# Task requirements:
Change every occurrence of "JSON object" in the records to "JSON dictionary" and leave all other text unchanged.

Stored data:
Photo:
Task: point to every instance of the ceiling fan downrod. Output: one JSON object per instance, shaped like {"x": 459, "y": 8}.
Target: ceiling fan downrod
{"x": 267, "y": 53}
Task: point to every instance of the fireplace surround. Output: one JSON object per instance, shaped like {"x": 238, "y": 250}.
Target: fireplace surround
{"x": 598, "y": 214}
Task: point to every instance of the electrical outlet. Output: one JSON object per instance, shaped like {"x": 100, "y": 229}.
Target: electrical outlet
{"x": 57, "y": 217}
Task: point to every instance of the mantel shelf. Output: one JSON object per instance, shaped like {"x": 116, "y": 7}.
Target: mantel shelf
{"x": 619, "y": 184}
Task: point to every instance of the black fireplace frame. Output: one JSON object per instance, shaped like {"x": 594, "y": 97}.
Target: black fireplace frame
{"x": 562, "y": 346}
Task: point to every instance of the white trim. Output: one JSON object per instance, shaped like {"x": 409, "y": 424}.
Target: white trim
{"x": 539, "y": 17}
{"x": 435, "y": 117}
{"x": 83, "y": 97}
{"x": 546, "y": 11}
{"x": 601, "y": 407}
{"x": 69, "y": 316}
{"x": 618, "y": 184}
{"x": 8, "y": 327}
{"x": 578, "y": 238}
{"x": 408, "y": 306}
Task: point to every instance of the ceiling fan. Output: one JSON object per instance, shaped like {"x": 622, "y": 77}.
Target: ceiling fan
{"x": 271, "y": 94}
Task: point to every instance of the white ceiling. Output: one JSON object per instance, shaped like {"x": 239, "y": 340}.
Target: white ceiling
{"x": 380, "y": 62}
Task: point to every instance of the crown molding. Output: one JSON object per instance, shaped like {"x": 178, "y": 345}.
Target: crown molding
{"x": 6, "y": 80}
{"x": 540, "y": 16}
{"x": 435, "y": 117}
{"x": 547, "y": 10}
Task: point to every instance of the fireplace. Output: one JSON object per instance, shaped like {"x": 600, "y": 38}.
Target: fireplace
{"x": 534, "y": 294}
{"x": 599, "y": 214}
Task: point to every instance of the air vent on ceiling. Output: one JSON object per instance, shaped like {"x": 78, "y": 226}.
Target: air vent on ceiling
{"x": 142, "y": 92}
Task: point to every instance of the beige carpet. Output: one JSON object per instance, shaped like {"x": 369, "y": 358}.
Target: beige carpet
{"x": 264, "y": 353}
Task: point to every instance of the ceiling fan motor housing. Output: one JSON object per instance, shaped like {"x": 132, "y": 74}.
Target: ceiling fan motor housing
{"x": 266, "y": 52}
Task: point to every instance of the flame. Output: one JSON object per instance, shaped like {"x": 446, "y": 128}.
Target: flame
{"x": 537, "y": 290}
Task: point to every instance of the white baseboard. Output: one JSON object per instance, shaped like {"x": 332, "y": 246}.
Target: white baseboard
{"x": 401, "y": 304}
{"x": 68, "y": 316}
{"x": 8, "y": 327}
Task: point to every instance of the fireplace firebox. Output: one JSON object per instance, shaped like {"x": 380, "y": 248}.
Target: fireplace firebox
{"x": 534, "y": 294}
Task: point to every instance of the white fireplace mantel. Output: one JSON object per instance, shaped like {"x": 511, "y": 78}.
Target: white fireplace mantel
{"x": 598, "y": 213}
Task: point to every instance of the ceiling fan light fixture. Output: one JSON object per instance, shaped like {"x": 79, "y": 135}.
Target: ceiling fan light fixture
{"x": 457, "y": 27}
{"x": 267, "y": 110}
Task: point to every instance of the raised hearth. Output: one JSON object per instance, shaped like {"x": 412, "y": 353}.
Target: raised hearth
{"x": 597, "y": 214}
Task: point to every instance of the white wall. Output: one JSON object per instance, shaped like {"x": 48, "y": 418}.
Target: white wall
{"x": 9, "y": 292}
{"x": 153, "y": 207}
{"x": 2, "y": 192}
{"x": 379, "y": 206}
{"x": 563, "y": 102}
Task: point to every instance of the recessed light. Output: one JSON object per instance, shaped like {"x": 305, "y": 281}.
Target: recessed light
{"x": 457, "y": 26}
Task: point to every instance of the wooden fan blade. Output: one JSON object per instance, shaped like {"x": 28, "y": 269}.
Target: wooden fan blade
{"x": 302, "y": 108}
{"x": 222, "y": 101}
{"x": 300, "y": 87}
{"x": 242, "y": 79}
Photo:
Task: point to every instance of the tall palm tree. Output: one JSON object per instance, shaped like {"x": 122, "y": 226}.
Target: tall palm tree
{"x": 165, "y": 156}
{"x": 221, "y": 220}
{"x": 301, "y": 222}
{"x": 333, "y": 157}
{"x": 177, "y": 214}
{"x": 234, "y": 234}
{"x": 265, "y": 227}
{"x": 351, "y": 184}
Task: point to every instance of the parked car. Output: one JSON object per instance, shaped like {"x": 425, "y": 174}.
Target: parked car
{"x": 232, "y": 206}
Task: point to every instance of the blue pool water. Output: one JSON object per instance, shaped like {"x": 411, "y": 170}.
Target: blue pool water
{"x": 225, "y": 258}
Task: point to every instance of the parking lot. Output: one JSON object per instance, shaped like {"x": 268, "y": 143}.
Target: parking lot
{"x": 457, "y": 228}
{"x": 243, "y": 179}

# Task solution:
Photo:
Task: point to every instance of the ceiling fan downrod. Output: one JSON dictionary per instance, shaped like {"x": 459, "y": 8}.
Target: ceiling fan downrod
{"x": 267, "y": 53}
Task: point to every instance of the fireplace surround. Output: one JSON dictionary per instance, shaped like {"x": 238, "y": 250}.
Target: fireplace surround
{"x": 598, "y": 214}
Task: point to every instance of the electrical outlet. Output: one JSON dictionary per instance, shaped like {"x": 100, "y": 229}.
Target: electrical outlet
{"x": 57, "y": 217}
Task: point to every instance of the mantel shelf. Output: one JSON dictionary per instance, shaped like {"x": 116, "y": 7}.
Target: mantel shelf
{"x": 619, "y": 184}
Task: point to every instance of the black fireplace frame. Output: one JSON dictionary per instance, shaped like {"x": 594, "y": 97}.
Target: black fireplace frame
{"x": 562, "y": 346}
Task: point to every instance of the white trim. Output: one JSON dictionary per instance, shaped like {"x": 409, "y": 424}.
Target: white trim
{"x": 539, "y": 17}
{"x": 435, "y": 117}
{"x": 83, "y": 97}
{"x": 546, "y": 11}
{"x": 601, "y": 407}
{"x": 69, "y": 316}
{"x": 618, "y": 184}
{"x": 8, "y": 327}
{"x": 578, "y": 238}
{"x": 408, "y": 306}
Task: point to every instance of the ceiling fan. Output: one JSON dictionary per instance, shaped like {"x": 622, "y": 77}.
Target: ceiling fan
{"x": 271, "y": 94}
Task: point to every instance of the white ceiling. Output: one JSON dictionary per instance, shaped like {"x": 239, "y": 340}.
Target: white ceiling
{"x": 380, "y": 62}
Task: point to every instance of the crown molding. Output: one JSON dictionary per instance, shaped like {"x": 178, "y": 345}.
Target: crown molding
{"x": 6, "y": 80}
{"x": 540, "y": 16}
{"x": 435, "y": 117}
{"x": 547, "y": 10}
Task: point to every instance of the fireplace. Output: one JSON dictionary per instance, shaped like {"x": 600, "y": 38}.
Target: fireplace
{"x": 534, "y": 294}
{"x": 599, "y": 214}
Task: point to every instance of the air vent on ceiling. Output: one JSON dictionary per instance, shaped like {"x": 78, "y": 226}.
Target: air vent on ceiling
{"x": 142, "y": 92}
Task: point to every instance of the beige carpet. Output: one JSON dictionary per instance, shaped like {"x": 369, "y": 358}.
Target: beige carpet
{"x": 264, "y": 353}
Task: point to every instance of the ceiling fan motor housing. Output: one JSON dictionary per instance, shaped like {"x": 132, "y": 74}.
Target: ceiling fan motor housing
{"x": 266, "y": 52}
Task: point to every instance of the flame. Output: one JSON dictionary per instance, shaped like {"x": 446, "y": 128}.
Target: flame
{"x": 537, "y": 290}
Task: point to every instance of the white baseboard. Output: one JSON dictionary per instance, shaped like {"x": 332, "y": 246}.
Target: white baseboard
{"x": 401, "y": 304}
{"x": 68, "y": 316}
{"x": 8, "y": 327}
Task: point to every instance of the fireplace firebox. Output: one JSON dictionary per instance, shaped like {"x": 380, "y": 248}.
Target: fireplace firebox
{"x": 534, "y": 294}
Task: point to every instance of the white fireplace mantel. Output: one JSON dictionary per instance, shaped like {"x": 511, "y": 78}.
Target: white fireplace mantel
{"x": 598, "y": 213}
Task: point to every instance of the ceiling fan light fixture. Output: one JSON dictionary per instance, shaped like {"x": 79, "y": 135}.
Target: ceiling fan light fixture
{"x": 457, "y": 27}
{"x": 267, "y": 110}
Task: point to every instance of the raised hearth. Output: one JSON dictionary per instance, shaped like {"x": 412, "y": 353}.
Target: raised hearth
{"x": 597, "y": 214}
Task: point to every instance of the white wall. Output: one JSON dictionary per instance, shaped like {"x": 48, "y": 418}.
Target: white wall
{"x": 9, "y": 292}
{"x": 153, "y": 207}
{"x": 2, "y": 192}
{"x": 379, "y": 206}
{"x": 563, "y": 102}
Task: point to every instance of the recessed light. Output: one JSON dictionary per instance, shaped like {"x": 305, "y": 281}.
Target: recessed light
{"x": 457, "y": 26}
Task: point to every instance of the wooden fan blade. Output: one JSON dictionary per instance, shaped like {"x": 28, "y": 269}.
Target: wooden fan blade
{"x": 302, "y": 108}
{"x": 222, "y": 101}
{"x": 300, "y": 87}
{"x": 242, "y": 79}
Photo:
Task: point to every instance of the tall palm tree. Output: one JSON dictionary per instance, shaped like {"x": 122, "y": 226}.
Target: tall palm tree
{"x": 165, "y": 156}
{"x": 221, "y": 220}
{"x": 301, "y": 222}
{"x": 333, "y": 157}
{"x": 177, "y": 214}
{"x": 234, "y": 234}
{"x": 265, "y": 227}
{"x": 351, "y": 184}
Task: point to every instance of the parked car. Output: one JSON dictionary per instance, shaped like {"x": 425, "y": 174}.
Target: parked car
{"x": 232, "y": 206}
Task: point to every instance of the blue pool water. Output: one JSON dictionary per instance, shaped like {"x": 411, "y": 170}.
Target: blue pool water
{"x": 225, "y": 258}
Task: point to every instance of the parking lot. Output: one JSON dictionary per instance, shaped like {"x": 268, "y": 143}.
Target: parking lot
{"x": 457, "y": 228}
{"x": 243, "y": 179}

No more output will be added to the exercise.